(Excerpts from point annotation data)
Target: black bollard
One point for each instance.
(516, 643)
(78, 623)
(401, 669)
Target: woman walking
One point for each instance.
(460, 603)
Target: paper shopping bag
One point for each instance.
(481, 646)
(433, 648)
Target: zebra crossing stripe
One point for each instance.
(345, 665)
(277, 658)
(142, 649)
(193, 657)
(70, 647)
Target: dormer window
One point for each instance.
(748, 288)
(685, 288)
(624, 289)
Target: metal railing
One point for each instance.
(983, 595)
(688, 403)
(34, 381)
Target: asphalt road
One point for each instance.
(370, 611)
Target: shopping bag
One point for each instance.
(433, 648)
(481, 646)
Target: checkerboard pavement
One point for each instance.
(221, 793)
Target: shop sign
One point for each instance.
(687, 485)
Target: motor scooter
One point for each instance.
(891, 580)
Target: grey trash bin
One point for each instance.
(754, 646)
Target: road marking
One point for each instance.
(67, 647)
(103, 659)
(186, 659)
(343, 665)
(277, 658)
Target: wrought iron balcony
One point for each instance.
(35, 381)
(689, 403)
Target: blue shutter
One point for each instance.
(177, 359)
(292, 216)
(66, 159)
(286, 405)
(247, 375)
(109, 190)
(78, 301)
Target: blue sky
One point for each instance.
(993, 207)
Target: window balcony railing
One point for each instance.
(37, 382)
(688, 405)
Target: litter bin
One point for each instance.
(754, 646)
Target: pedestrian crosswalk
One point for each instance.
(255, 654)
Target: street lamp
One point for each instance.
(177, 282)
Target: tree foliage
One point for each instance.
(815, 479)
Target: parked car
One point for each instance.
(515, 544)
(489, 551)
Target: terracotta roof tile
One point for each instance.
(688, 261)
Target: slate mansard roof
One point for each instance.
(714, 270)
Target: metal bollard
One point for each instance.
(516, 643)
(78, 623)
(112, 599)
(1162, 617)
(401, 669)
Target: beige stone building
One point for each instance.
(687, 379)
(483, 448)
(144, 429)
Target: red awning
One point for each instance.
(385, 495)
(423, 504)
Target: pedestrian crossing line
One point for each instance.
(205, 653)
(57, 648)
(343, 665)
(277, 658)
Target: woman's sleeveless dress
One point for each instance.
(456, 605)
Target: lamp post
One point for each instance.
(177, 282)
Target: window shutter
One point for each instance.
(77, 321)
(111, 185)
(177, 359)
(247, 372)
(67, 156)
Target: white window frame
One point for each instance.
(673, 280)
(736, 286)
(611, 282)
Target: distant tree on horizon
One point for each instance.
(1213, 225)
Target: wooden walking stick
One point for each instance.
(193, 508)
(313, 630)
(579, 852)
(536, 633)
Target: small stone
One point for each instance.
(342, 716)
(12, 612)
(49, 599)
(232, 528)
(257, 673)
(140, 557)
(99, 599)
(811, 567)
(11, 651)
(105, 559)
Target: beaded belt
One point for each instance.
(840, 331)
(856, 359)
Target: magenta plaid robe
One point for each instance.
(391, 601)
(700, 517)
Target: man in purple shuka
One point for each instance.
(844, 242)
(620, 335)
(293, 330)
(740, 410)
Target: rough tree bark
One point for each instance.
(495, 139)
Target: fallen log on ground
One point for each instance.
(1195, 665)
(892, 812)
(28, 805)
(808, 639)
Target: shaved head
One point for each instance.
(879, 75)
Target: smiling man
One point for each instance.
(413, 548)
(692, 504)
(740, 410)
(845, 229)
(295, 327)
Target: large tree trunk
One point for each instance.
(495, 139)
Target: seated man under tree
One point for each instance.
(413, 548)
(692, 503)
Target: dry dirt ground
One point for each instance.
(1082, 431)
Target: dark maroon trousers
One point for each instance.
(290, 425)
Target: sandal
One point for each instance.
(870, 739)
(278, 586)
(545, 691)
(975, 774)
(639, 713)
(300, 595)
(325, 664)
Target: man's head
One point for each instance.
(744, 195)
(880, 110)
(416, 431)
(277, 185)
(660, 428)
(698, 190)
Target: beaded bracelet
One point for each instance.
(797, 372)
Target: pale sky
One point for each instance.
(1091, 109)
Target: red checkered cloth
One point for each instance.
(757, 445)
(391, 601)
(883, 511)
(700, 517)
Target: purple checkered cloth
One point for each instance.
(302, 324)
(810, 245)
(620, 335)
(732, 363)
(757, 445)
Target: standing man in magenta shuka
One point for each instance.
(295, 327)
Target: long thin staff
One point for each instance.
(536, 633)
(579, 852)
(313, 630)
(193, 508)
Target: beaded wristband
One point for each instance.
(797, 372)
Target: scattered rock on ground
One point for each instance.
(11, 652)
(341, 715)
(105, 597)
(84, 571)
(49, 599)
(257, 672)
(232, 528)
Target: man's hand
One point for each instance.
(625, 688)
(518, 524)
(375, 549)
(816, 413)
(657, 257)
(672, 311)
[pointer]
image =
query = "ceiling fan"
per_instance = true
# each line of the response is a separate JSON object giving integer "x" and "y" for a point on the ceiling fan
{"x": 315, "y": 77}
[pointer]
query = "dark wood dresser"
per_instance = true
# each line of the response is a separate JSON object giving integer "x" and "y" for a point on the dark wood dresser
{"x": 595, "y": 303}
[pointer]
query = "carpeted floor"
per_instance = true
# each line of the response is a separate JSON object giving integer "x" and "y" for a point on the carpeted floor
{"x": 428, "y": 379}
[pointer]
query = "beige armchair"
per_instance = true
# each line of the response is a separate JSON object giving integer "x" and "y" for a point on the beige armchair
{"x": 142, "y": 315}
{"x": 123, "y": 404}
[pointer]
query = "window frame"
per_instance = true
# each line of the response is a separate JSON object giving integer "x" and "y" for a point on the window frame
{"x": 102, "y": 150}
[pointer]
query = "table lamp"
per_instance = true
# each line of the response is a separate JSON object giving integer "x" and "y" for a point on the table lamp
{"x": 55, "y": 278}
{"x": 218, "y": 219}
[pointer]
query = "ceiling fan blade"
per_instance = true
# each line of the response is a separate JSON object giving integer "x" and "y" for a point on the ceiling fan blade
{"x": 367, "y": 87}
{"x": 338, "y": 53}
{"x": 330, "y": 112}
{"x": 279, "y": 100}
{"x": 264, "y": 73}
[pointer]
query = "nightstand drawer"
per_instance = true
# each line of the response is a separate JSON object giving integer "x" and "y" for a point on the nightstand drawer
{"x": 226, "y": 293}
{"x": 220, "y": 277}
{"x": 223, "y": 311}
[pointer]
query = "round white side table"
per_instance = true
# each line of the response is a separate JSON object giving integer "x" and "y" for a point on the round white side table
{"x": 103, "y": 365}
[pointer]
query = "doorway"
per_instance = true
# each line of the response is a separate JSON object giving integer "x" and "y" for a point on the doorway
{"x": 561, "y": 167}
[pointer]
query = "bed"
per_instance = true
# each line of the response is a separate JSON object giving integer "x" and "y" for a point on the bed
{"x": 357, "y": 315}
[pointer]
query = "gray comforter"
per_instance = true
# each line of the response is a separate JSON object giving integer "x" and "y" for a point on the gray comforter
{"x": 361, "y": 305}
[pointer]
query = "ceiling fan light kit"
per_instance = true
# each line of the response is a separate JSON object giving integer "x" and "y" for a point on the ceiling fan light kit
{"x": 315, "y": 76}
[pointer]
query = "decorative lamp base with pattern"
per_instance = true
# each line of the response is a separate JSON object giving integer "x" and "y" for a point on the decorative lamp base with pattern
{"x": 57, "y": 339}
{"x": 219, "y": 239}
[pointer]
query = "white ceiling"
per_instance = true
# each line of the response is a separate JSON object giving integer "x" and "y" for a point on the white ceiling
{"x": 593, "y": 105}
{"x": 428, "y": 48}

§ Exercise requirements
List every line above that contains the word "beaded", copying each one in full.

§ Complete output
Target: beaded belt
Target: beaded bracelet
Target: beaded wristband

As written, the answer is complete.